_Selected extract_:
If you don’t implement extra auth and rely on network perimeter + Kubernetes network policies, you can omit api_key or use a dummy value if the SDK requires it.

Using curl

curl https://llm.internal.company/v1/chat/completions \
  -H "Content-Type: application/json" \
  -H "Authorization: Bearer internal-proxy-key" \
  -d '{
    "model": "gpt-4o-mini",
    "messages": [
      {"role": "user", "content": "Test from shared internal endpoint"}
    ]
  }'

Step 8: Adding routing, multi-provider support, and policies

To fully leverage LiteLLM as a shared internal OpenAI-compatible endpoint, update litellm.yaml with:

Multiple providers

model_list:
  - model_name: gpt-4o-mini
    litellm_params:
      model: openai/gpt-4o-mini

  - model_name: gpt-4o
    litellm_params:
      model: openai/gpt-4o

  - model_name: claude-3-5-sonnet
    litellm_params:
      model: anthropic/claude-3-5-sonnet-20241022

  - model_name: gemini-1.5-pro
    litellm_params:
      model: google/gemini-1.5-pro

Add corresponding environment variables:

env:
  - name: OPENAI_API_KEY
    valueFrom:
      secretKeyRef:
        name: litellm-secrets
        key: OPENAI_API_KEY
  - name: ANTHROPIC_API_KEY
    valueFrom:
      secretKeyRef:
        name: litellm-secrets
        key: ANTHROPIC_API_KEY
  - name: GEMINI_API_KEY
    valueFrom:
      secretKeyRef:
        name: litellm-secrets
        key: GEMINI_API_KEY

Simple routing and cost control

You can configure LiteLLM to route certain models or tenants to cheaper options or local models, as well as track usage and costs. For example:

router_settings:
  routing_strategy: usage
  budget_limit: 100.0  # monthly cost cap in USD, example only

Check the LiteLLM OSS documentation for up-to-date options around:

Budgeting
Per-key or per-team limits
Fallback models if a provider fails

Step 9: Security and access control

To safely expose this shared internal endpoint:

Network Policies
- Restrict which namespaces/pods can talk to litellm-service
- Example: only allow traffic from specific application namespaces
Ingress / Gateway auth
- Use API keys, OAuth tokens, or mTLS at the gateway level
- Inject a validated identity (e.g., X-User-ID header) that LiteLLM or your sidecar can use for logging and quotas
Secrets management
- Do not hardcode API keys in ConfigMaps
- Rotate keys via your secret manager
- Limit RBAC so only the LiteLLM service account can read the relevant Secrets
Audit and logging
- Configure LiteLLM logs to go to a centralized log system (e.g., Loki, ELK)

_Data block_:
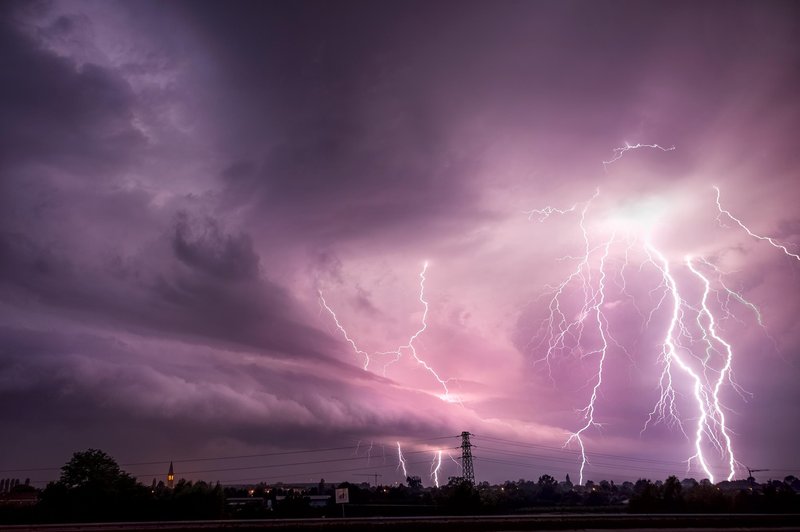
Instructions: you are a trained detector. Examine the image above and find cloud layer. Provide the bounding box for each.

_Tasks to perform_:
**a.** Extract the passage of the LiteLLM deployment guide starting with "If you don’t" and going on through "SDK requires it.".
**b.** Extend the LiteLLM deployment guide by writing what comes after its final line.
You can ignore the material here.

_List of answers_:
**a.**
If you don’t implement extra auth and rely on network perimeter + Kubernetes network policies, you can omit api_key or use a dummy value if the SDK requires it.

**b.**
- For regulated environments, log which internal caller used which model and prompt metadata (with appropriate privacy handling)

Step 10: Observability, scaling, and resilience

To keep the shared internal endpoint reliable:

Autoscaling
- Add an HPA based on CPU, RPS, or custom metrics
Readiness and liveness probes
- Configure probes on /health or / (depending on LiteLLM’s health endpoint) to ensure pods are healthy before receiving traffic
Metrics & dashboards
- Use Prometheus/Grafana or your APM to track:
  - Request rate per model
  - Latency / error rate
  - Cost per provider (if exported by LiteLLM)
Deployment strategy
- Use rolling updates with maxUnavailable and maxSurge tuned for your availability needs
- Keep staging/testing namespaces where you can roll out new LiteLLM configs or versions before promoting to production

Putting it all together

By deploying LiteLLM OSS on Kubernetes, you centralize LLM access behind a single, shared internal OpenAI-compatible endpoint. The workflow typically looks like:

Developers use standard OpenAI SDKs and APIs.
The SDKs point to an internal base URL (e.g., https://llm.internal.company/v1).
LiteLLM, running on Kubernetes, routes requests to multiple providers based on a config you control.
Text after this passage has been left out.